§ **GEGEVEN FRAGMENT**:
------------------------
Het beroep is kennelijk gegrond.
Omdat verweerder nog geen (nieuw) besluit heeft genomen, bepaalt de rechtbank dat verweerder dit alsnog moet doen.
Op grond van artikel 8:55d, eerste lid, van de Awb moet verweerder dit doen binnen twee weken na het verzenden van deze uitspraak. In het verweerschrift van 23 februari 2023 geeft verweerder aan dat gelet op complexiteit van het verzoek, de diverse disciplines alsook door de afstemming met gespecialiseerde collega’s nog geen uitspraak kan worden gedaan over een datum van de te nemen beslissing op bezwaar. De rechtbank ziet hierin geen reden om een langere termijn dan twee weken op te leggen en heeft daarbij in overweging genomen dat de beslistermijn inmiddels met meer dan vier maanden is overschreden.
De rechtbank bepaalt dat verweerder een dwangsom van € 100,- moet betalen voor elke dag waarmee de beslistermijn nu nog wordt overschreden door verweerder. Daarbij geldt wel een maximum van € 15.000,-.
Omdat de rechtbank het beroep gegrond verklaart, moet verweerder aan eiser het door hem betaalde griffierecht vergoeden.
------------------------
§ **OEFENGEGEVENS**:
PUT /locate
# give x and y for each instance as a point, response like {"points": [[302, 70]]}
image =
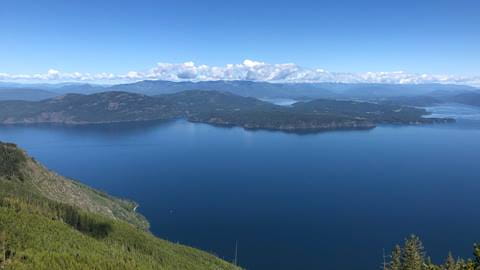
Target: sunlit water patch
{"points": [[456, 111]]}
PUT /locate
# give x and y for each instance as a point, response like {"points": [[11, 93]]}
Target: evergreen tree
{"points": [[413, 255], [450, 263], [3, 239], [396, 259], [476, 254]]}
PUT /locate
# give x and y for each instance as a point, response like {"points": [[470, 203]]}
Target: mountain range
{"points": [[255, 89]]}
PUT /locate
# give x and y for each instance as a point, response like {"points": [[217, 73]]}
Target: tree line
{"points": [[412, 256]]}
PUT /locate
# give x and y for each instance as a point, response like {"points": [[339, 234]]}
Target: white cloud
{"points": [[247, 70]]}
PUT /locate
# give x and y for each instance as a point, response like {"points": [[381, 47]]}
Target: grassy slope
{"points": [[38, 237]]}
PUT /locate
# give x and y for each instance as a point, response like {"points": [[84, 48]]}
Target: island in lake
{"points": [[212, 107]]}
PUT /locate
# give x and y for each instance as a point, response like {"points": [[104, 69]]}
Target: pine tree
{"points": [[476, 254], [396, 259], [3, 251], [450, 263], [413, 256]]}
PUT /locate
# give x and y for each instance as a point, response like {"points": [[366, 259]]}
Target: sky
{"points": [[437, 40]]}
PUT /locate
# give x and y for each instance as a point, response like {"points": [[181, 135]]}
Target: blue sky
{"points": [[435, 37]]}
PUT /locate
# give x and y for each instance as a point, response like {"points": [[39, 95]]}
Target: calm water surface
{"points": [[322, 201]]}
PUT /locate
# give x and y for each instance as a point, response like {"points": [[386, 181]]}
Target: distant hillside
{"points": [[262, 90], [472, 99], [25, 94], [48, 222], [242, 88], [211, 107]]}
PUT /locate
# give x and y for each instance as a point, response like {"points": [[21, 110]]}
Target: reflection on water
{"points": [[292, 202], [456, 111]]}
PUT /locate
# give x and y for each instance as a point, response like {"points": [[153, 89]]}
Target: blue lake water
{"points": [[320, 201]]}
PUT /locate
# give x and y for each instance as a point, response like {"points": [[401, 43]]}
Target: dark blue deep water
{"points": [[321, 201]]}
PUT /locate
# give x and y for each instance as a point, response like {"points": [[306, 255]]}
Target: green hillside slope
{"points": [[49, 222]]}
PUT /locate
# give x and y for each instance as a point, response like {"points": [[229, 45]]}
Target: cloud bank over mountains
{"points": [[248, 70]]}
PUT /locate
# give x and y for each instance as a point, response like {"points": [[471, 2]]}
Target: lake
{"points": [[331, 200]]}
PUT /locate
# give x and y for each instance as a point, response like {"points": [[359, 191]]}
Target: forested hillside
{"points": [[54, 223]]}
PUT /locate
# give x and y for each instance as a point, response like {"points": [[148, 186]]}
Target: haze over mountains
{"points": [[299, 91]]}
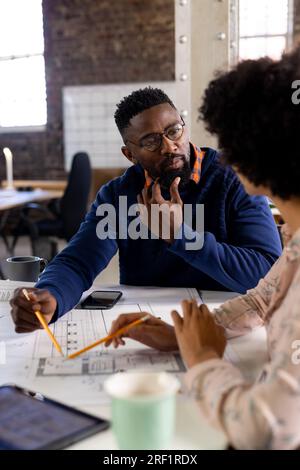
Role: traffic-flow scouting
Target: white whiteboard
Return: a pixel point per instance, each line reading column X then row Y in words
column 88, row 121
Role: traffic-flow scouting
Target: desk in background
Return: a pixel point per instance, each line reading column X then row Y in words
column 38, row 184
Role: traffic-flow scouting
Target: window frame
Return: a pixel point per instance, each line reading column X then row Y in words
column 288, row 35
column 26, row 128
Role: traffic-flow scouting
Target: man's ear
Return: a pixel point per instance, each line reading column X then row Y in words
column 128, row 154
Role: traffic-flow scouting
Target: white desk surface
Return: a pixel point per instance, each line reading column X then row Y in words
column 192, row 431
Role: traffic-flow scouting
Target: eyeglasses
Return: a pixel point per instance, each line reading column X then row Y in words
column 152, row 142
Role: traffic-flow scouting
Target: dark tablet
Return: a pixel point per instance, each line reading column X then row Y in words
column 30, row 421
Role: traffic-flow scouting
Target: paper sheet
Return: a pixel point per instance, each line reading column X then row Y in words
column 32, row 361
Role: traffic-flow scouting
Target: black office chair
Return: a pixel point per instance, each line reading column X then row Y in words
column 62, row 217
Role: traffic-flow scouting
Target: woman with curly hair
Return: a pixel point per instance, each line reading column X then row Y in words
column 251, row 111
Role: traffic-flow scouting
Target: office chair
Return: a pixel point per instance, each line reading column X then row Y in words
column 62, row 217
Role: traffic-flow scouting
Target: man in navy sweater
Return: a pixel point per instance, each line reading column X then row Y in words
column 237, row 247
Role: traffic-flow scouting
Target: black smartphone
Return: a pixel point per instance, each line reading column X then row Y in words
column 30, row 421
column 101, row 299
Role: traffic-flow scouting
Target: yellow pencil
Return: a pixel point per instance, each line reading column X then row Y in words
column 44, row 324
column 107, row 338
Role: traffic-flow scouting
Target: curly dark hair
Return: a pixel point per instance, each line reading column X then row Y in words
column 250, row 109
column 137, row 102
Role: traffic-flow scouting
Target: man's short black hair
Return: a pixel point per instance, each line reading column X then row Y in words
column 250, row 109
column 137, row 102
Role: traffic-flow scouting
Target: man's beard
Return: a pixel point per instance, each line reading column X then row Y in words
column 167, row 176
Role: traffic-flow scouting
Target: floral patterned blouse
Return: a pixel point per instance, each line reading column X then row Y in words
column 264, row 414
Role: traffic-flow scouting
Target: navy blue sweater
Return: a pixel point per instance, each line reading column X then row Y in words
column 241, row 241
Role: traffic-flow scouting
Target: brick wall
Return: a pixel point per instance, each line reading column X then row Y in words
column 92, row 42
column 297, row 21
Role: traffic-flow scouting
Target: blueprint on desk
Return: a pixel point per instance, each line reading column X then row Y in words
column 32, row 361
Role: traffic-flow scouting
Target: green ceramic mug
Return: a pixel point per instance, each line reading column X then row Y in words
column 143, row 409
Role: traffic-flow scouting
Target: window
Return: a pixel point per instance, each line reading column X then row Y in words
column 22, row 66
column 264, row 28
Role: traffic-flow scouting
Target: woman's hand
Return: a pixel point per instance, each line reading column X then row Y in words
------------------------
§ **OPDRACHT**: Neem uit het gegeven fragment woordelijk het stuk over vanaf "De rechtbank bepaalt" tot en met "betaalde griffierecht vergoeden.". De lijst speelt hierbij geen enkele rol.

§ **UITWERKING**:
De rechtbank bepaalt dat verweerder een dwangsom van € 100,- moet betalen voor elke dag waarmee de beslistermijn nu nog wordt overschreden door verweerder. Daarbij geldt wel een maximum van € 15.000,-.
Omdat de rechtbank het beroep gegrond verklaart, moet verweerder aan eiser het door hem betaalde griffierecht vergoeden.